- [Set exercise 1]
Write out the podcast notes word for word from "Posted tagged ‘Judika" to "Spring Lore Contest!".
- [Set exercise 2]
Using the podcast notes, answer these:
(a) Which book does Cory mention?
(b) Around which minute of the show does the echo effect get better?
(c) What song is used as the title music, and by whom?

Posted tagged ‘Judika Illes’

Podcast 51 – Magical Places

April 29, 2013

Podcast 51 – Magical Places

Summary

This time around, we’re looking at a variety of magical locations from legend, myth, and folklore. Plus we have the results of our Spring Lore Contest!

Play:

Download: Episode 51 – Magical Places
Play:

 -Sources-

We draw much of our primary theme from Judika Illes’ Element Encyclopedia of Witchcraft (and you can find a lot of that information in condensed form in Judika’s Weiser Field Guide to Witches).

Also:

  • Cory mentions Neil Gaiman’s The Graveyard Book, which is an excellent read if you like magical cemetery stories.
  • Laine cites the classic “Allegory of the Cave,” which is definitely worth a read.
  • We also mention the episode on “The Horned Women,” which involves a magical well.

We apologize for the echo effect in the first ten minutes of the show. It does go away and get better right around minute eleven.

If you have feedback you’d like to share, email us or leave a comment. We’d love to hear from you!

Don’t forget to follow us at Twitter!

 Promos & Music
Title music:  “Homebound,” by Jag, from Cypress Grove Blues.  From Magnatune.

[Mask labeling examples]
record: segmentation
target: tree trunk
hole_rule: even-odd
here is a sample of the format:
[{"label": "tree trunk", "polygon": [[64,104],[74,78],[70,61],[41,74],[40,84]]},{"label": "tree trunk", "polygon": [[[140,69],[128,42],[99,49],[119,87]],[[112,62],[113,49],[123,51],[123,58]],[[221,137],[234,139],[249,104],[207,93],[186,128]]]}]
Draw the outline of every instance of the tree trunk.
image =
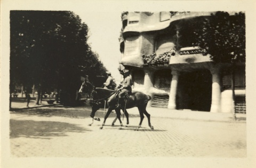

- [Expected output 1]
Posted tagged ‘Judika Illes’

Podcast 51 – Magical Places

April 29, 2013

Podcast 51 – Magical Places

Summary

This time around, we’re looking at a variety of magical locations from legend, myth, and folklore. Plus we have the results of our Spring Lore Contest!

- [Expected output 2]
(a) Neil Gaiman's The Graveyard Book
(b) Minute eleven
(c) "Homebound," by Jag